### [Document segment]
Turns out, I’m two weeks older than Bird herself, so I offer to be her Age Correspondent and send back reports so she knows what to expect. Given her debut Australian tour stretches across December and January taking in a host of solo gigs as well as the Woodford Folk Festival, her birthday will be spent Down Under, but the prospect doesn’t bother Bird. Indeed, turns out she has quite an impromptu family already waiting for her here in the wings.

 

“I haven’t been to Australia before, but a tonne of my friends have headed over. So going there, it’ll be like a homecoming without it ever being home. I didn’t have the right context before to visit, I could have gone over, but to be honest, I would have played the Irish card, and I didn’t want to do that,” she says. “So I waited until we met the right people, and I’m also not in a hurry to do things. A lot of my friends have been travelling all over the world much longer than I have, and it’s made me think, ‘fuck, why aren’t I doing that?’

 

“Since then, we met really fabulous people, like promoter/booker Cathy Kirkpatrick and Woodford’s Chloe Goodyear, they’re both really special. Now, with all of what I’ve done, that’s been the making of who I am, distilling down to the essence of who I want to be working with. I’ve done the whole licking ashtrays and kissing arses thing, and there’s not a lot of that in me. I’d rather be working. And that just took time. I had the opportunity before, but now it feels right. Took it’s time, though.”

 

Better late than never, and while I’m sure Bird would have been warmly welcomed had she breached our shores years ago, there’s likely truth in her commitment to biding time; her live energy is the stuff of legend, and her most recent album, Home, is one hell of a showcase of her talents. She is being supported by Tullara – that self-same friend who supported her all those moons ago – as she takes her solo show state to state, and while I’m fully expecting the same wild dervish she displays at home, Bird has taken cues from an unlikely source to ensure at least a portion of each performance is hers, and hers alone.

### [The request]
Pick up the article about Bird's first Australian tour after its last sentence and keep writing it.

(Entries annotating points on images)
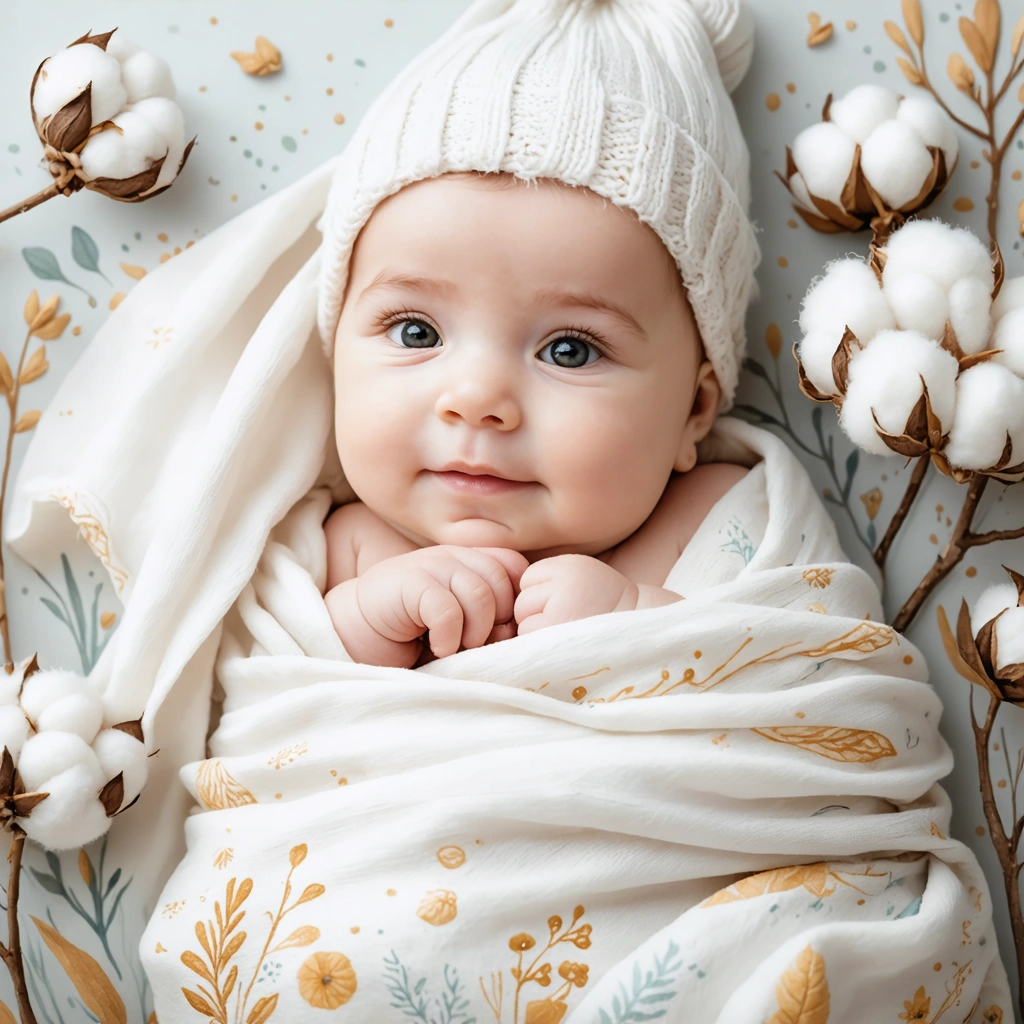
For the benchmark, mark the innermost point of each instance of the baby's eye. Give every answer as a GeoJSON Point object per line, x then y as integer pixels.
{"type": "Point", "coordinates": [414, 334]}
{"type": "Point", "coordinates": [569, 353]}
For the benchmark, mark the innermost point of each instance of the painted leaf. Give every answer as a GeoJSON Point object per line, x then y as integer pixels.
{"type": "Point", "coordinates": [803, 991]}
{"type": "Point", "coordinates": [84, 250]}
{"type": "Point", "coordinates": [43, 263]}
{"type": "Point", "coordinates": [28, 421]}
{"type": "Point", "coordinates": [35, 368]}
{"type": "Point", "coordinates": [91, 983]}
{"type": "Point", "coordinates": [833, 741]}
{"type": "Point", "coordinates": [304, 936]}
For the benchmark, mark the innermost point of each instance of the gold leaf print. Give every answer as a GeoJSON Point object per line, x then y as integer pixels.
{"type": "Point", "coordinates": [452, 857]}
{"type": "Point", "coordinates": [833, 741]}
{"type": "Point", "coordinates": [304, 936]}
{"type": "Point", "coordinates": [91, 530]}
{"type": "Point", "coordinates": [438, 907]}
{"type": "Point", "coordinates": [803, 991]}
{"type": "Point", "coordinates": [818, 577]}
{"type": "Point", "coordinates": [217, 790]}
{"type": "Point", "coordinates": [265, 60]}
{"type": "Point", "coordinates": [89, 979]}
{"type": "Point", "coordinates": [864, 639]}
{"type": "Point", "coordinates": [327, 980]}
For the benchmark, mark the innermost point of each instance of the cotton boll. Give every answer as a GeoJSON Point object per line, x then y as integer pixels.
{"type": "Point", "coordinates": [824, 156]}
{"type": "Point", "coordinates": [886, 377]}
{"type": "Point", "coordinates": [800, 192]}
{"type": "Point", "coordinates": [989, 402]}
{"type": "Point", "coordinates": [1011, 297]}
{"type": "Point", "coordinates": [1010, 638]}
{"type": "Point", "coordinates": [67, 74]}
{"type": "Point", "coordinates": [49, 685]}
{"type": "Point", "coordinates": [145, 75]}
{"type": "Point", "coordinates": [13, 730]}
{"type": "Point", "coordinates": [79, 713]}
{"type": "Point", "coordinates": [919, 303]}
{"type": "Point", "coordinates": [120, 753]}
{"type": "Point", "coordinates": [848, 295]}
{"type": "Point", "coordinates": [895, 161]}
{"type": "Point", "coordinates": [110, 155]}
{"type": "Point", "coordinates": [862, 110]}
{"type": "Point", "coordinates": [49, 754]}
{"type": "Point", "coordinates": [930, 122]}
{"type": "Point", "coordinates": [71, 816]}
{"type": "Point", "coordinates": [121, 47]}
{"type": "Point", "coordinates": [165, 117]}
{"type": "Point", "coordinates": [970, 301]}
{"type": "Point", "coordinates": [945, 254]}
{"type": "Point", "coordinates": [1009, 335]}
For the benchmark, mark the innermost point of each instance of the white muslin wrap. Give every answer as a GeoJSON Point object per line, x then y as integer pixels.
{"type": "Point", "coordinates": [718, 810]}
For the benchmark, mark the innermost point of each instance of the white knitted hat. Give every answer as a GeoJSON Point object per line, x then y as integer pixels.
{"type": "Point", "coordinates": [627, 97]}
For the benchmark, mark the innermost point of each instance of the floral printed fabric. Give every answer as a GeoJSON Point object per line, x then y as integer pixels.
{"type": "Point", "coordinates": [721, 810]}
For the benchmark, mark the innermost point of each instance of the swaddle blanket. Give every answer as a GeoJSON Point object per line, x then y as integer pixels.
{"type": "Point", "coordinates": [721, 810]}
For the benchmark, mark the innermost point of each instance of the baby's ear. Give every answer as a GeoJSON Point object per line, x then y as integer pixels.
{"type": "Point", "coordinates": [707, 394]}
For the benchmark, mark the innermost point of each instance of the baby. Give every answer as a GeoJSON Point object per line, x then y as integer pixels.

### [Output of the exercise]
 

“I was watching this thing about Anthony Hopkins, and he said the more you give of yourself, the less you can take away for yourself. If you give away 100 percent, what can you take back at the end and think, ‘I’ve learned something today’? So give 90 percent, and be calm with what you’re giving,” says Bird. “In a situation where you’re supposed to be creatively open and free and on and giving and forthright all the time, you want to show people your real side. So do 90 percent for the show, and 10 percent for you. Writing, you also have to be true, I have to dig down deep and see what the song wants to say.

 

“But ultimately, I’m just a vessel; the song is going to tell me what instrument it wants to go to, and I think that’s why I become magnetised to a certain style or beat. That’s how my songs get written. I just learn how to play these instruments that the song wants me to learn. I honestly feel like I’m not even part of the parcel any more, but it still makes me grateful. I just try to stay open to it.”